## Objectif 1
D'après l'extrait sur le polar au féminin, qui est la lauréate 2012 du prix Grand Master ?

## Extrait
%%
Polar au féminin, Black Blocs!
Par Daniel Marois
Par Daniel Marois
http://quebec.huffingtonpost.ca/daniel-marois/polar-au-feminin-black-blocs_b_1325414.html?ref=divertissement
Posté le 8 mars 2012
Posté le 8 mars 2012
Cette
semaine, par hasard (!), il sera question de polars écrit par une femme. Une
rareté, croyez-vous? Une gâterie? Un caprice, peut-être? Elsa Marpeau n’a rien
d’un bonbon, croyez-moi, ou alors un bonbon noir qui explose en bouche!
Si l’on remonte le temps,
jusqu’aux origines des romans de genre (au sens large, allant des romans
d’aventures, façon Walter Scott, à Alexandre Dumas père) en passant par la
création du fantastique (qui donne naissance au roman noir (le gothique)). Un
nom surgit et ce n’est pas celui d’un mâle. Mary Shelley et son Frankenstein (1818). Elle est anglaise,
comme le sera Agatha Christie. Dès le début on trouve des femmes à la plume
bien acérée!
Maintenant, vous n’avez pas
à chercher longtemps dans les méandres de vos mémoires pour faire ressurgir des
auteures. De Patricia Highsmith à Mary Higgins Clark. De la reine actuelle, Val
McDermid à ses prétendantes, Laura Wilson et Louise Welsh. De Patricia Cornwell
à sa version américano-québécoise Kathy Reich. Martha Grimes, lauréate 2012 du
prix Grand Master, Minette Walter, etc. Leur littérature policière présente les
protagonistes dans un univers décloisonné permettant une plus grande place à la
vie familiale et amoureuse.
%%
## Données brutes
%%
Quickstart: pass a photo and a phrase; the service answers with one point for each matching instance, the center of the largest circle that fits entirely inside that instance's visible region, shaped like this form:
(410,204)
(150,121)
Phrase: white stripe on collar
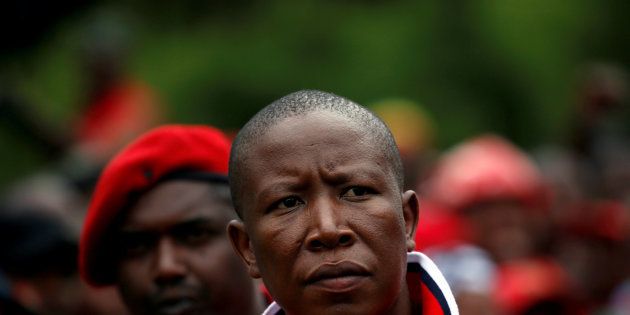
(415,258)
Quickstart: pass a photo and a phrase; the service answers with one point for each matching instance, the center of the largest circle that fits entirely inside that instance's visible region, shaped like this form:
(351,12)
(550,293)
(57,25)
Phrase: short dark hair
(301,103)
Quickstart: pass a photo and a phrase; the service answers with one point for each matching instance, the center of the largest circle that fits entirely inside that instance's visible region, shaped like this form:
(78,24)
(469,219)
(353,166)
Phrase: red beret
(155,155)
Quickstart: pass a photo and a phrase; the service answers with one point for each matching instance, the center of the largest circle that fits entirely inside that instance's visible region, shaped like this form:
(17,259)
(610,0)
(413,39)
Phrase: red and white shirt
(427,288)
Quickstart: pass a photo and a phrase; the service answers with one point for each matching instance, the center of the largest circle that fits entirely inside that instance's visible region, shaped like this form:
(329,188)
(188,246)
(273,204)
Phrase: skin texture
(319,196)
(176,258)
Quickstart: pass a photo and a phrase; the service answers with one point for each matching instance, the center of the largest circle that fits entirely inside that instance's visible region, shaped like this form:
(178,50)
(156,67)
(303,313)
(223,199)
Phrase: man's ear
(243,246)
(411,207)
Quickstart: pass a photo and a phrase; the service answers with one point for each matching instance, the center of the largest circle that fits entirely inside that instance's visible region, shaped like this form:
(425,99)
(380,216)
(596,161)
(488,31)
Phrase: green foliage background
(503,66)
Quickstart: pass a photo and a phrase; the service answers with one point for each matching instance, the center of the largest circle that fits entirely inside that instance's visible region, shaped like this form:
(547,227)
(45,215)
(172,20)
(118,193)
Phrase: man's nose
(169,267)
(328,227)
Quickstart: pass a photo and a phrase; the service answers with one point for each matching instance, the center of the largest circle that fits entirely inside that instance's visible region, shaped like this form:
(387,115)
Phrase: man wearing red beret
(156,227)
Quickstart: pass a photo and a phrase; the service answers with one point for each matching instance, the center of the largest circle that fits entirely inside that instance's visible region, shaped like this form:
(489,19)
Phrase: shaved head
(299,104)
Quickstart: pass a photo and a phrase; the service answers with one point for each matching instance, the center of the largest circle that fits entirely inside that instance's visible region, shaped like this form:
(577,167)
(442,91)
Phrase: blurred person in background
(498,191)
(593,247)
(39,241)
(591,184)
(117,107)
(488,204)
(413,129)
(156,227)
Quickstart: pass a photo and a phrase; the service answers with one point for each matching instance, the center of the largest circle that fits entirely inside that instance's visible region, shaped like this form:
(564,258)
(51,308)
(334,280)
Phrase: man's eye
(136,245)
(194,235)
(287,203)
(357,191)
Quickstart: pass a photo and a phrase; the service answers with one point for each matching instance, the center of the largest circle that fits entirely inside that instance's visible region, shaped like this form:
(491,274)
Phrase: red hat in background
(523,284)
(600,219)
(438,226)
(168,152)
(485,168)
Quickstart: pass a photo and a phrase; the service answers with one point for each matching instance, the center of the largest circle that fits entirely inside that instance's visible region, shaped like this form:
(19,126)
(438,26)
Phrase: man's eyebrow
(197,221)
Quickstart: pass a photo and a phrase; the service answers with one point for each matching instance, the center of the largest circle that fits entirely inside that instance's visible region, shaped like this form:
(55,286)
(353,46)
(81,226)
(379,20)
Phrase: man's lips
(174,302)
(339,276)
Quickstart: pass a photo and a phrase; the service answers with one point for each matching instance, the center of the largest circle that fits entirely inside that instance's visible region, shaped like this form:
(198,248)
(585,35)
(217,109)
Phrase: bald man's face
(175,256)
(326,225)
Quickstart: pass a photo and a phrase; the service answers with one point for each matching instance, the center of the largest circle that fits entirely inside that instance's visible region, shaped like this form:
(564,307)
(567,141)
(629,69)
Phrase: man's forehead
(175,201)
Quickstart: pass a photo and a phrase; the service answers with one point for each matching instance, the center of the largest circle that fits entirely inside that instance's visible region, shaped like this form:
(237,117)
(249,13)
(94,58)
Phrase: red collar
(427,287)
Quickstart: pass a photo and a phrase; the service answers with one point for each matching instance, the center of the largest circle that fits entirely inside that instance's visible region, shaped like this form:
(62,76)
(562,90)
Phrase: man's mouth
(175,306)
(338,277)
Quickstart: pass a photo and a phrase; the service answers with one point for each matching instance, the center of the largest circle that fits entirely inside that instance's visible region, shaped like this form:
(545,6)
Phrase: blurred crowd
(543,231)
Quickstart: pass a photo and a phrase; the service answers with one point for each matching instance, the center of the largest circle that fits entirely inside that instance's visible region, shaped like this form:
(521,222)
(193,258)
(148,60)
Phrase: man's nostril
(317,244)
(345,239)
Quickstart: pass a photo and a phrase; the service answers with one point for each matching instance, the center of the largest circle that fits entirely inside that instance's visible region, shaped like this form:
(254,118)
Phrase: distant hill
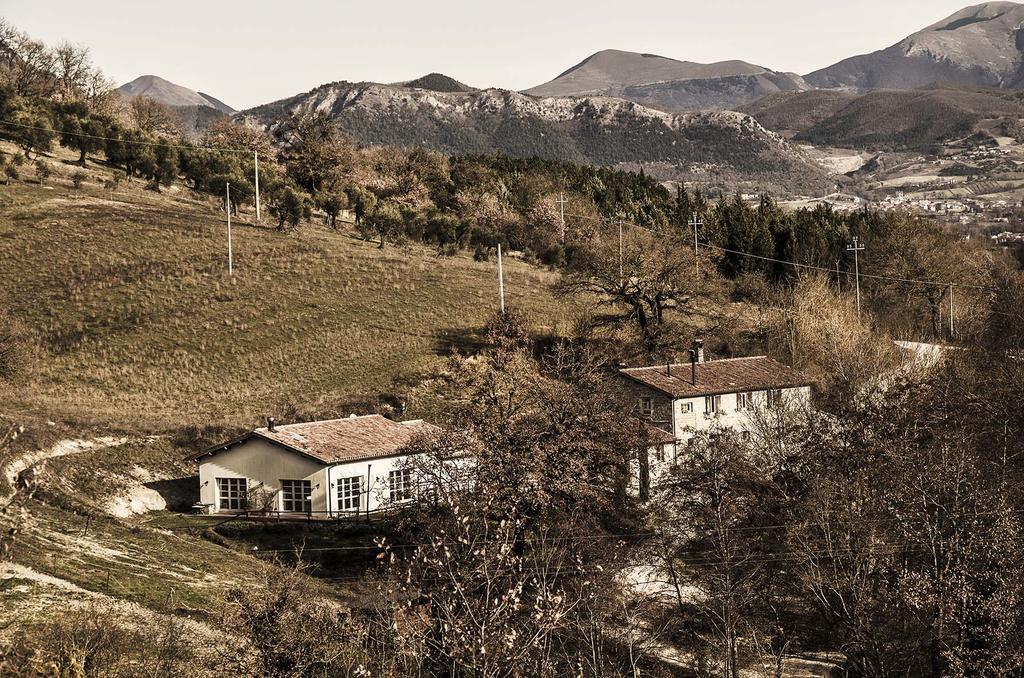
%%
## Objectif 2
Rassemblez chaque ligne des enregistrements qui contient le mot "collar", en respectant la casse.

## Solution 1
Martha Grimes.

## Solution 2
Phrase: white stripe on collar
Phrase: red collar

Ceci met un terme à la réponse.